> PAGE EXTRACT
CROSS REFERENCE TO RELATED APPLICATION

This application is a divisional application of U.S. application Ser. No. 11/399,223 filed Apr. 06, 2006.

BACKGROUND OF THE INVENTION

1. Field of the Invention
This invention generally relates to method of recycling foamed fracturing fluids used in fracturing subterranean formations in oil and gas wells. More specifically, the invention relates to a self-degrading foaming composition that enhances the recycling of foamed fracturing fluids due to its defoaming character during reclaim of the fluid.
2. Description of the Related Art
Natural resources such as gas, oil, minerals, and water residing in a subterranean formation can be recovered by drilling wells into the formation. The fluids in the subterranean formation are driven into the wells by, for example, pressure gradients that exist between the formation and the wells, the force of gravity, displacement of the fluids using pumps or the force of another fluid injected into the wells. The production of such fluids is commonly increased by hydraulically fracturing the subterranean formations. That is, a viscous fracturing fluid is pumped into a well to a subterranean formation at a rate and a pressure sufficient to form fractures that extend into the formation, providing additional pathways through which the fluids can flow to the wells.
The fracturing fluid is usually a water-based fluid containing a gelling additive to increase the viscosity of the fluid. The gelling additive thus reduces leakage of liquid from the fractures into the subterranean formation and improves proppant suspension capability. The gelling additive is commonly a polymeric material that absorbs water and forms a gel as it undergoes hydration.
In certain applications one or more foaming surfactants are added to the fracturing fluid. A gas is mixed with the fracturing fluid to produce a foamed fracturing fluid, thus ensuring that the pressure exerted by the fracturing fluid on the subterranean formation exceeds the fracture gradient (psi/ft.) to create the fracture. The foamed fracturing fluid is injected by foaming the fracturing fluid with nitrogen or carbon dioxide. The foaming composition containing one or more surfactants facilitates the foaming and stabilization of the foam produced when the gas is mixed with the fracturing fluid.
After a fracturing fluid has been used to form fractures in a subterranean formation, it is usually returned to the surface for disposal or recycle. When fluid is returned, it is desirable to have a fluid that does not foam. Also, it would be desirable to have the ability to recycle the fracturing fluid to form additional fractures in the same subterranean formation or to form fractures in one or more different subterranean formations. Frequently, foamed fracturing fluids are not suitable for recycling. In the recycling operations it is desirable to have a fracturing fluid to be without foam for ease of operation. These recycling operations require addition of defoamer to the fracturing fluids to decrease the foaming and ease of operation.

> DIRECTIONS FOR THIS TASK
Write out everything in the passage on foamed fracturing fluids from "BACKGROUND OF THE" down to "reclaim of the fluid.", word for word.

> RECORDED DATA
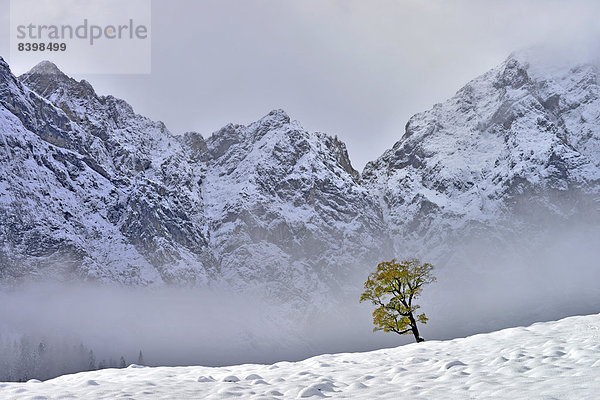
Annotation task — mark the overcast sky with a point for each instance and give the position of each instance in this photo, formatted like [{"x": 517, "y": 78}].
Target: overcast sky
[{"x": 353, "y": 68}]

> THE RESPONSE
BACKGROUND OF THE INVENTION

1. Field of the Invention
This invention generally relates to method of recycling foamed fracturing fluids used in fracturing subterranean formations in oil and gas wells. More specifically, the invention relates to a self-degrading foaming composition that enhances the recycling of foamed fracturing fluids due to its defoaming character during reclaim of the fluid.